Gestellte Aufgabe 1 =
Geben Sie aus der Auflistung ausschließlich die Zeilen zwischen der Zeile mit „Target: bouquet of flowers“ und der Zeile mit „[[[214,840],[222,840],[238,819],[239,808],[231,791],[214,792]]]“ einschließlich vollständig erneut aus, alle übrigen Textzeilen inbegriffen. Multiplizieren Sie dabei jede Polygonkoordinate in den Antworten mit 2,15 und runden Sie auf ganze Zahlen, wobei halbe Werte aufgerundet werden.

═════ Textauszug

Ja, ich bin Journalistin und viel am Telefon, ja, mein Handy ist auch mein Navigationsgerät beim Autofahren und meine mobile Bordkarte, es ist auch mein Radio, mein Adressbuch und mein E-Mail-Posteingang, mein Bezahlgerät im Laden und meine Kamera. Und genau das ist eines der Probleme: Alles, was ich benötige für ein gutes Leben und gleichzeitig alles, was so überflüssig scheint, sind an ein und demselben Ort abgespeichert. Zehn mal drei Zentimeter in der Grösse, ein Gerät, das alles kann und mir doch manchmal nichts mehr gibt.

Bin ich damit ein digitaler Sonderfall? Keineswegs. Im Durchschnitt aktivierten die Besitzer 53 Mal am Tag ihr Handy, fanden Informatiker und Psychologen der Universität Bonn heraus, die 2015 60 000 Datensätze untersuchten. Die Nutzer unterbrachen alle 18 Minuten ihre Tätigkeit, mit der sie gerade beschäftigt waren. Der Durchschnittsnutzer verbringt gemäss Studie zweieinhalb Stunden täglich mit seinem Handy, nur sieben Minuten davon telefoniert er. Und das war vor noch zwei Jahren. Der Autor der Studie, Alexander Markowetz, Juniorprofessor für Informatik an der Universität Bonn, hat die Ergebnisse in ein Buch gegossen mit dem Titel «Digitaler Burnout». Das Buch gab viel zu reden. Er sagt: «Smartphone-Apps funktionieren wie Glücksspielautomaten. Wir betätigen sie immer wieder, um uns einen kleinen Kick zu holen.»

Abwesend

Das Verhalten sei kein exklusiver Tick der Jugend, sondern ziehe sich durch alle Altersgruppen und sozialen Schichten. Dramatisch sind dabei besonders die ständigen Unterbrechungen. Sie erlaubten es nie, sich einer Tätigkeit vollauf zu widmen, und verhinderten damit jede Erfahrung von Flow. Die Folgen seien Unproduktivität und ein mangelndes Glücksempfinden. Amerikanische Forscher fanden heraus, dass bereits die Anwesenheit eines Smartphones auf dem Tisch genügt, um die Gesprächsqualität sinken zu lassen. Paare beklagen sich über die geistige und emotionale Abwesenheit des Partners, fühlen sich in ihrem Kontaktbedürfnis und dem Wunsch nach Austausch gekränkt.

══════════

Gestellte Aufgabe 2 =
Kopieren Sie aus dem Text über die Smartphone-Nutzung den Abschnitt zwischen „Ja, ich bin“ und „nichts mehr gibt.“ einschließlich wortgetreu.

═════ Gelieferte Einträge

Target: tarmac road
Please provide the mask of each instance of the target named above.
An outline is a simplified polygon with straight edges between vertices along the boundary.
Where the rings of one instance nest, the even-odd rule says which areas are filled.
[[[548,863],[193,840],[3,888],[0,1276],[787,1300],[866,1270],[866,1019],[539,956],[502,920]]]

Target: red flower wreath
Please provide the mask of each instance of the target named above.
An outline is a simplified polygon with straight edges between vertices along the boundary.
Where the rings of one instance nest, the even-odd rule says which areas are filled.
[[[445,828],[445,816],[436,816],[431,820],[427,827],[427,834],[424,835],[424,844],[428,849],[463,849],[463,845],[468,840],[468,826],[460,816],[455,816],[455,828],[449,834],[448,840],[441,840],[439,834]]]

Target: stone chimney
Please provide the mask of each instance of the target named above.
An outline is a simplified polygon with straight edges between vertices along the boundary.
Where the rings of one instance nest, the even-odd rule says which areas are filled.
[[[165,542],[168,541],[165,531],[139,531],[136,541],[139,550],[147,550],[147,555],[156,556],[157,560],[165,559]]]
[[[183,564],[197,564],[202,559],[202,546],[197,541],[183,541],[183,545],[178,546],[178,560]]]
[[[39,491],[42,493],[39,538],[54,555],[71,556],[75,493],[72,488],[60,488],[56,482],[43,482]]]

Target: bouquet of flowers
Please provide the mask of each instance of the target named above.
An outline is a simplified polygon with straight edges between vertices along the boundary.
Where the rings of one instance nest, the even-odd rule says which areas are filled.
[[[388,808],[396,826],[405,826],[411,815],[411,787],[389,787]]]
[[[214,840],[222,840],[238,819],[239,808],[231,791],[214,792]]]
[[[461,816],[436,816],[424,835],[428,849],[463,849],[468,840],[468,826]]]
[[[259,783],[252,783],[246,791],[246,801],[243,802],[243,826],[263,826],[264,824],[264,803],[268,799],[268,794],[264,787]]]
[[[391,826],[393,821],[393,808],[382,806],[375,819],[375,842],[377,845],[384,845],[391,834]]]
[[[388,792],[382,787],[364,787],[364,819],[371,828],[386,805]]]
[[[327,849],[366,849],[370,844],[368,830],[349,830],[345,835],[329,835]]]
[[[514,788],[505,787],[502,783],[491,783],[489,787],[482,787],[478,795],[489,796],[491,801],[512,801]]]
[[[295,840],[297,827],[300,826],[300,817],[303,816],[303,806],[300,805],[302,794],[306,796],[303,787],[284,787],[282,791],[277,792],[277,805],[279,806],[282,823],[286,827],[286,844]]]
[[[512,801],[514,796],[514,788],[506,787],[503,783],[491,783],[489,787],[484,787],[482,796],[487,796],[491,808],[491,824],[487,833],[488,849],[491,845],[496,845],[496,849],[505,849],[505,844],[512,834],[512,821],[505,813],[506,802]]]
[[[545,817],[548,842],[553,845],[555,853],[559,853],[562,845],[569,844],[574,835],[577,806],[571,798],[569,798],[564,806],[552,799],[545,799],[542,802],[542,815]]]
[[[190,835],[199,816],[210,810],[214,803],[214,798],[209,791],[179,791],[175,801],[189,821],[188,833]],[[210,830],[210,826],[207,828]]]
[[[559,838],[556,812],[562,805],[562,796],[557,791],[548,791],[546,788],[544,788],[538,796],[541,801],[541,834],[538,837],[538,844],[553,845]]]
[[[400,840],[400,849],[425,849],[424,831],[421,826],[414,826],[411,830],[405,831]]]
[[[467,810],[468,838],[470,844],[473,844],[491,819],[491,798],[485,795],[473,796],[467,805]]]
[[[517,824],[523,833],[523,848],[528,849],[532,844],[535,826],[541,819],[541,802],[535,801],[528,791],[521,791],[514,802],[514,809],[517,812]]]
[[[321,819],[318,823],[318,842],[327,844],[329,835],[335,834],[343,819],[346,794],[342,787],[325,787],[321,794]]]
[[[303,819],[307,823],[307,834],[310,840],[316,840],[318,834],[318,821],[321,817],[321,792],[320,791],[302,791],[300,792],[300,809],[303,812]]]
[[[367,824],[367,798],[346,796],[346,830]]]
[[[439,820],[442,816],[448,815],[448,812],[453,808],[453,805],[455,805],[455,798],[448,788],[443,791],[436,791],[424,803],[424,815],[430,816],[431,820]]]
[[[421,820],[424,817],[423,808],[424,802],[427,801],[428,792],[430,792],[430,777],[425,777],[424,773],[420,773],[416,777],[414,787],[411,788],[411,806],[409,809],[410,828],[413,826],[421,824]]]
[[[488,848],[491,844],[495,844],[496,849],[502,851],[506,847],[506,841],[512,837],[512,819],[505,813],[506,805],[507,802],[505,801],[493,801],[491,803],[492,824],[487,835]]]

══════════

Richtige Antwort 1 =
Target: bouquet of flowers
Please provide the mask of each instance of the target named above.
An outline is a simplified polygon with straight edges between vertices along the boundary.
Where the rings of one instance nest, the even-odd rule says which areas are filled.
[[[834,1737],[851,1776],[871,1776],[884,1752],[884,1692],[836,1692]]]
[[[460,1806],[477,1806],[512,1761],[514,1737],[497,1701],[460,1703]]]

Richtige Antwort 2 =
Ja, ich bin Journalistin und viel am Telefon, ja, mein Handy ist auch mein Navigationsgerät beim Autofahren und meine mobile Bordkarte, es ist auch mein Radio, mein Adressbuch und mein E-Mail-Posteingang, mein Bezahlgerät im Laden und meine Kamera. Und genau das ist eines der Probleme: Alles, was ich benötige für ein gutes Leben und gleichzeitig alles, was so überflüssig scheint, sind an ein und demselben Ort abgespeichert. Zehn mal drei Zentimeter in der Grösse, ein Gerät, das alles kann und mir doch manchmal nichts mehr gibt.